4 Classification of Basketball Shots
Note that all the R
code used in this book is accessible on GitHub.
A sensible thing to do with basketball shot data is to try to guess (classify) which shots are going to go in.
4.1 No Information
Let's say we know nothing about a basketball shot. We don't know who is shooting and from where, nor do we know the overall field goal percentage. The only thing we can do with zero information is to give an equal chance to both outcomes. In Bayesian statistics, this is the simplest non-informative prior or often reffered to as the Principle of Indifference. Note that the frequentists don't think it makes sense to ask about the probability of an event occuring without thinking of the long-term relative frequencies (field goal percentage).
Nevertheless, let's see how accurate it is to randomly classify half of the shots as makes and the other half as misses. This will serve as our baseline to see if we can improve on this accuracy by adding more information.

**ENTRIES PROVIDED**

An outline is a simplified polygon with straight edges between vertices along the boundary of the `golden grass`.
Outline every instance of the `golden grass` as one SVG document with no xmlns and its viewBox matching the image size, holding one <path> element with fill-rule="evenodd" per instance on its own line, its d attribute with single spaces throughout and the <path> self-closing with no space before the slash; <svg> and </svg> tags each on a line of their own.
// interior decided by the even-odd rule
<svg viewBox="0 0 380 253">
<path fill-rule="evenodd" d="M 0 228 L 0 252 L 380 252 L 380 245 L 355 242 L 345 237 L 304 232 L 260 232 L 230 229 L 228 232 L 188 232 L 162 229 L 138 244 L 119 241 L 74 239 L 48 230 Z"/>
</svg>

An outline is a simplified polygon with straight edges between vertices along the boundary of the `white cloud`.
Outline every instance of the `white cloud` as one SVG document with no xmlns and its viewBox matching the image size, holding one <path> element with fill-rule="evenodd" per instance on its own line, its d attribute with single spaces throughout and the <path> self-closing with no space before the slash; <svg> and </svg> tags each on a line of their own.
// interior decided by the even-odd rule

**SHORT PROBLEM A**
In the basketball shots text, what other name is given for the simplest non-informative prior?
**SHORT PROBLEM B**
Using the basketball shots text, explain why it checks how accurate it is to randomly classify half the shots as makes and half as misses.
The material isn't needed here.

**TASK SOLUTION A**
The Principle of Indifference.

**TASK SOLUTION B**
The random split serves as a baseline. Adding more information can then be judged by whether it improves on that accuracy.